§ READING TEXT

----------------

GORMLEY: From the age of five to eight or nine, from 2:30 to 3:00, I’d have to go upstairs and have this enforced rest. I think that was my introduction, lying there totally still, keeping my eyes closed, and becoming aware of this very claustrophobic hot red space behind my eyes. Over time, I learned how, if you stay in that space long enough, it became cooler, darker, bigger, and it was without objects and was infinite. If we forget the world and the things that we have to do in it, we are released into this zone of extraordinary freedom—that exists inside each of us. For me, this darkness of the body, the void within, whatever you want to call it, is a source of energy, imagination, power, potency, and strength. The ego has absolutely no place in this space. It has to be left behind.
So what has this got to do with sculpture? I’ve been trying to say the body is a place or a space over and above its existence as an object, and this is, in a sense, the mystery of our being. That infinite space of the darkness of the body is as boundless and unknowable as deep cosmic space. We’re on this mind/body journey in which we have to somehow make an account of our existence. For me, that’s meant trying to map this inner space, and you might say I’ve done it very literally.
For instance, in “Construct,” I’m showing an early work called Bridge. It’s an entirely enclosed lead carapace with a head that’s tipped backwards and looking upwards. It has a perfect register of my body on the inside that’s been strengthened with fiberglass and covered with beaten lead. As far as I’m concerned, this was my early literal mapping of this infinite space of consciousness that exists within the bounding condition of the human body. That concern is a total obsession; it runs through the whole show. The tallest work in the show is made out of hundreds of beams that make a very unstable form, and I want you to feel that. The one thing you need apart from a body and its faculties is empathy. Without it, these things would just be boring bits of engineering. With it, they begin to resonate.

----------------

§ INSTRUCTIONS FOR THE TASK
Please write out, word for word, the part of the passage on the body's inner space that begins at the words "So what has" and stops after "it very literally.".

§ SUPPLIED DATA
----------------

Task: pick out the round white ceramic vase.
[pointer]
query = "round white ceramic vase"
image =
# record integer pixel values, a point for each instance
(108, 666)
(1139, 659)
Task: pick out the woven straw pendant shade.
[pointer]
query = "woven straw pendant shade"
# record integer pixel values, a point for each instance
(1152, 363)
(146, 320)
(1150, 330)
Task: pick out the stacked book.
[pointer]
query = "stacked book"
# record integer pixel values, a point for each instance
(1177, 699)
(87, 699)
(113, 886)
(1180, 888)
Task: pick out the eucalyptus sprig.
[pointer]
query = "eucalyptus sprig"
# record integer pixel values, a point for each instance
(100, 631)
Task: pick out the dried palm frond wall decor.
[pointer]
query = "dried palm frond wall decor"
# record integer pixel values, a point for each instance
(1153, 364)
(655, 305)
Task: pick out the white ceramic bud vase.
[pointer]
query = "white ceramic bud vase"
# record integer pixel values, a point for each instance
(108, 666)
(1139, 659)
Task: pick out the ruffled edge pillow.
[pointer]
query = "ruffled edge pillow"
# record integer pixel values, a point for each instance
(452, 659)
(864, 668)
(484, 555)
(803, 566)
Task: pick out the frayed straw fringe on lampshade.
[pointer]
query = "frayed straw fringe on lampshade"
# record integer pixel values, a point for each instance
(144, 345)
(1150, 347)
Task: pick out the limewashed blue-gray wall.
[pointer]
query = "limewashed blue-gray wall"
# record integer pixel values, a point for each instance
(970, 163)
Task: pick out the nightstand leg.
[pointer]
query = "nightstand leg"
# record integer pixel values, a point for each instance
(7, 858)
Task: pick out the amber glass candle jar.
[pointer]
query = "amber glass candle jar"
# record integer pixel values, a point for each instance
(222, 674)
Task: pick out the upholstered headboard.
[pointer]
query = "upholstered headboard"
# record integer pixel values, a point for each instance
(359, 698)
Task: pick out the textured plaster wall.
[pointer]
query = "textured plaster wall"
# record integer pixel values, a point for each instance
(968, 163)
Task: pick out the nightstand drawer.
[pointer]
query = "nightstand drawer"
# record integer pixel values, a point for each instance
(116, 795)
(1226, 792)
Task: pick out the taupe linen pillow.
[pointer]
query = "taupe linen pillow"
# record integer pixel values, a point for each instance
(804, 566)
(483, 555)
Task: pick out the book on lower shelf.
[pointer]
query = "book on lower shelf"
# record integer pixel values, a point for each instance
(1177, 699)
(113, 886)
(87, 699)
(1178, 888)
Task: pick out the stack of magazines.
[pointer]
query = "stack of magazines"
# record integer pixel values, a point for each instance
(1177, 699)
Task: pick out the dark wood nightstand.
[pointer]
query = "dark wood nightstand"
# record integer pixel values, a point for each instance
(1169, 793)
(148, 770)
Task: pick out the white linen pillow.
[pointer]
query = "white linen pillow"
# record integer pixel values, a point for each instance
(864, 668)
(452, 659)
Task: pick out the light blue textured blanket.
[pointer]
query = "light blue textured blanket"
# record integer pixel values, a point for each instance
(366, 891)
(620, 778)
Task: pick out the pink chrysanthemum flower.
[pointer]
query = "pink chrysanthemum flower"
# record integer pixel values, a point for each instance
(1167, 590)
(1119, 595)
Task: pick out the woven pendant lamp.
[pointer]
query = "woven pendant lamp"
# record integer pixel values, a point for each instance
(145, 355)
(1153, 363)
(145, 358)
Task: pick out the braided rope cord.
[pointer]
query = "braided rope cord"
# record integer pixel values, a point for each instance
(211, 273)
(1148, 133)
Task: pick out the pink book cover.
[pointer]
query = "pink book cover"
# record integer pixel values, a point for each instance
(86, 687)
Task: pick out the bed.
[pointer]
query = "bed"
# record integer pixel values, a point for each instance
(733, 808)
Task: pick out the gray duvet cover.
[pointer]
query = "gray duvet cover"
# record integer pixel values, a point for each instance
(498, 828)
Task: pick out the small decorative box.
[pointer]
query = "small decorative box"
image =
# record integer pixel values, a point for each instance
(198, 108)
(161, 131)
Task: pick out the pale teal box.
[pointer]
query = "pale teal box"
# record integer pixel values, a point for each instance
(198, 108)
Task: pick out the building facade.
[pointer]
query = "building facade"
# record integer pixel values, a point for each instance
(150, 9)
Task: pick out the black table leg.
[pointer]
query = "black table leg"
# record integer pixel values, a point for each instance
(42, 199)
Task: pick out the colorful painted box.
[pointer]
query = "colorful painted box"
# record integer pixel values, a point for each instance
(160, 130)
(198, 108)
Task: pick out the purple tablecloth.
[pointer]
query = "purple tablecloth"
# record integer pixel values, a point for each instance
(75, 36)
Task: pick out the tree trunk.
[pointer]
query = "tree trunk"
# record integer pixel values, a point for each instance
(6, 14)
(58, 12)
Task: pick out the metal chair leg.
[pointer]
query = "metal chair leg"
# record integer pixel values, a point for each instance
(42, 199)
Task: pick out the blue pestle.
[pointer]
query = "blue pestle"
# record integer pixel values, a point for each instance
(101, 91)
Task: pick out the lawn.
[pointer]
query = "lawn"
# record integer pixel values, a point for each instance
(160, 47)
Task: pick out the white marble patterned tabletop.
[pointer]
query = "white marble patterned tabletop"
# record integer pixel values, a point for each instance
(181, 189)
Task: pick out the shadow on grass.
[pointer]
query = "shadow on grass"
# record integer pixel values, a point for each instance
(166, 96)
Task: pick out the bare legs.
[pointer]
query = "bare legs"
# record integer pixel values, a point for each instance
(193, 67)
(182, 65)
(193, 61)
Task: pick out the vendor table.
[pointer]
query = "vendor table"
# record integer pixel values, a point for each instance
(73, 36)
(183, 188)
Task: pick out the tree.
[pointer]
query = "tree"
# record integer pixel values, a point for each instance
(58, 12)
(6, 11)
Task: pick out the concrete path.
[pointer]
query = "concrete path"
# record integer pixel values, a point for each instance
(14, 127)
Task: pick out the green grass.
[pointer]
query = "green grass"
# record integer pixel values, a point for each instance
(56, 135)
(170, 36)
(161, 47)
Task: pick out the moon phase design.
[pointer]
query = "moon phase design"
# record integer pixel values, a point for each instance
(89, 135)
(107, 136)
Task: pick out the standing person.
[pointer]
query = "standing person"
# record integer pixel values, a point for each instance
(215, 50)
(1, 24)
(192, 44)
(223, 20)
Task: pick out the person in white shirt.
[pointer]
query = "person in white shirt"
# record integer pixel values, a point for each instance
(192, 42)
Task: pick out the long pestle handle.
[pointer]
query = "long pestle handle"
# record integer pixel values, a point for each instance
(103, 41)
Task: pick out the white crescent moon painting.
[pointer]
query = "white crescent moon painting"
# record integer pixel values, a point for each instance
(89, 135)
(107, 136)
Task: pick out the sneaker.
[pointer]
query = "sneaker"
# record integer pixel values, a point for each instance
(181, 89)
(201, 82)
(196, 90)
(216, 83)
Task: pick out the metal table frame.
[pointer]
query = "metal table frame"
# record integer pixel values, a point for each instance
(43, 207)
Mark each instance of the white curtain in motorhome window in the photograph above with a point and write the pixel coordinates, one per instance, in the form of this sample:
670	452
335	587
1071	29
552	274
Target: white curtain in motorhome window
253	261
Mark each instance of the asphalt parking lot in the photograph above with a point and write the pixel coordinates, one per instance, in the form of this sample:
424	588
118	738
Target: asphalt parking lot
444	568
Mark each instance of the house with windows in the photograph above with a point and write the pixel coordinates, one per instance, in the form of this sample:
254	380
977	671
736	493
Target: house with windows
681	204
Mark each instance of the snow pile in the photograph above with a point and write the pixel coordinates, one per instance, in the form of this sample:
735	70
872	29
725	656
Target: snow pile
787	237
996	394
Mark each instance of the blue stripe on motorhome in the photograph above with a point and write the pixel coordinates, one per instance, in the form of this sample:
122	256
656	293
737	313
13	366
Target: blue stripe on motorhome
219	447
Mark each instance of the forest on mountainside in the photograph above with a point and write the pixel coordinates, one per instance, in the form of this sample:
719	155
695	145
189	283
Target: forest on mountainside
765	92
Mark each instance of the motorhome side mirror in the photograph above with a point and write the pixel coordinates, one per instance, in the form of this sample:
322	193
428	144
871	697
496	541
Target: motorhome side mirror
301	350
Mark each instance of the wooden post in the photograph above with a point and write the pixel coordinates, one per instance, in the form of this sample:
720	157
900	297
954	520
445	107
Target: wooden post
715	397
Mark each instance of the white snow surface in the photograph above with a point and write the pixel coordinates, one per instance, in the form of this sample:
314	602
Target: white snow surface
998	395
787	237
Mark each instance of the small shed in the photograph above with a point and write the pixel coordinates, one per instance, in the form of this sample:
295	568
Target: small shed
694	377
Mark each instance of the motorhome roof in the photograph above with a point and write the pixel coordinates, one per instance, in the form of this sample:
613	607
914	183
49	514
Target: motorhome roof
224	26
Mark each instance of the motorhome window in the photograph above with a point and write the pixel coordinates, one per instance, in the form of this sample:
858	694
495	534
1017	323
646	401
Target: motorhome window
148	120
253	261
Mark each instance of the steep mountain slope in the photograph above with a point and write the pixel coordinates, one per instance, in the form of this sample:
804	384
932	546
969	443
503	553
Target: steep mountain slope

----------------

§ RESULT OF THIS TASK
So what has this got to do with sculpture? I’ve been trying to say the body is a place or a space over and above its existence as an object, and this is, in a sense, the mystery of our being. That infinite space of the darkness of the body is as boundless and unknowable as deep cosmic space. We’re on this mind/body journey in which we have to somehow make an account of our existence. For me, that’s meant trying to map this inner space, and you might say I’ve done it very literally.